## TEXT SHOWN
-*-
I thought that might perhaps be the best form in which to put the amendment at one time, ‘That all persons born in the United State and owing allegiance thereto are hereby declared to be citizens;’
But upon investigation it was found that a sort of allegiance was due to the country from persons temporarily resident in it whom we would have no right to make citizens, and that that form would not answer”.
Saipan,
No one realistically expects him to be there. He is the President and you are not going to get a sitting president on a witness stand in an administrative law judges courtroom.
In fact, the wh already has stated as much.
So what we need to consider is how this hearing will proceed. They will argue NBC and then it will be Orly's turn. From what all I read, posters here and there could argue it as good as any lawyer. You guys are very good.
I wish Mr. Apuzzo would be there. I wish we had a army of lawyers filing these cases all over the country. Unfortunately we have only one attorney willing to do it.
So if this and a handful of other cases she is working on fail, we can look forward to anyone becoming president. Americans won't bother to get any legislation passed in their states. And even if they did, we don't have any attorneys willing to represent us, so....
pretty sad state of affairs when citizens are brushed aside and the law only applies to us and not the elite.
MichaelN,
Obot super scholar ballantine’s favorite put down of people with whom he does not agree is that no matter what one argues, the person arguing the point simply did not read the case or whatever other source is being discussed.
Another one of ballantine’s favorite lines is that the Constitution only recognizes two classes of citizens, the “natural born citizens” and the naturalized citizens.
But consider this statement from ballantine: “The [Minor v. Happersett ] court never said Minor was a natural born citizen, only a ‘citizen.’" May I ask given that Virginia Minor was not a naturalized citizen, and as ballantine concedes the only other possibility for her to be was a “natural born citizen,” what else could she be but a “natural-born citizen?”
From the article
"Among those who have made the
claim that Col McClellan. is not a
natural-born citizen of this country
there seems to be the theory that there
are several kinds of citizenship, as the
natural born, the naturalized, the foreign
born and the American born."
-*-
## Extracted records
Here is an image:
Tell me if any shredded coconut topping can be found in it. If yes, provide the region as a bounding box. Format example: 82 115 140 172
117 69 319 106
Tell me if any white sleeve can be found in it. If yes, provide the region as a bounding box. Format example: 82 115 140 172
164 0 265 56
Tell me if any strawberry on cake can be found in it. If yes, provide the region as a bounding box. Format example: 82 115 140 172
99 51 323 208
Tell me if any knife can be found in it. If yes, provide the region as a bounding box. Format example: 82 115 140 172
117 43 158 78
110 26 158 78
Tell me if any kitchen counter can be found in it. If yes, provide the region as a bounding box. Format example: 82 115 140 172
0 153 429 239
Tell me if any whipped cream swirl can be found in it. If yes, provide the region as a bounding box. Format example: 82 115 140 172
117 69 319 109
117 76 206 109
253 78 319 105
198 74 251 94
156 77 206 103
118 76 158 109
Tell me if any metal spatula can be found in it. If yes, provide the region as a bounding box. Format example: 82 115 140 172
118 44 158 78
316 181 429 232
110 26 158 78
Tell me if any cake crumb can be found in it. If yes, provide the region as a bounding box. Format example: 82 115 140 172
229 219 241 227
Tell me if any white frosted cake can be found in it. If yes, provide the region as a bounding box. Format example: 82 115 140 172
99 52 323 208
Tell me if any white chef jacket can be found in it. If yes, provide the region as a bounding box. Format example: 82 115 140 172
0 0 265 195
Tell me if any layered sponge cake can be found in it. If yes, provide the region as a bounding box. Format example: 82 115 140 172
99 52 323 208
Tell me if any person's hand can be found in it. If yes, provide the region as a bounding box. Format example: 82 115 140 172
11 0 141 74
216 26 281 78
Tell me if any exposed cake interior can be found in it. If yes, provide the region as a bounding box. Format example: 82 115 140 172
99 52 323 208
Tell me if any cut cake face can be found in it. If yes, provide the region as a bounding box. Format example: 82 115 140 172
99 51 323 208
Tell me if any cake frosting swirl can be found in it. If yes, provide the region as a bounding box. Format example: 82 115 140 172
-*-
## THE TASKS
1 – Quote the passage of the citizenship discussion that begins with the words containing "I thought that" and ends with "law judges courtroom.".
2 – In the citizenship discussion, which two classes of citizens does ballantine say the Constitution recognizes?
Nothing in the extracted records is used for this work.

## OUTPUTS IN ORDER
1 –
I thought that might perhaps be the best form in which to put the amendment at one time, ‘That all persons born in the United State and owing allegiance thereto are hereby declared to be citizens;’
But upon investigation it was found that a sort of allegiance was due to the country from persons temporarily resident in it whom we would have no right to make citizens, and that that form would not answer”.
Saipan,
No one realistically expects him to be there. He is the President and you are not going to get a sitting president on a witness stand in an administrative law judges courtroom.

2 – The "natural born citizens" and the naturalized citizens.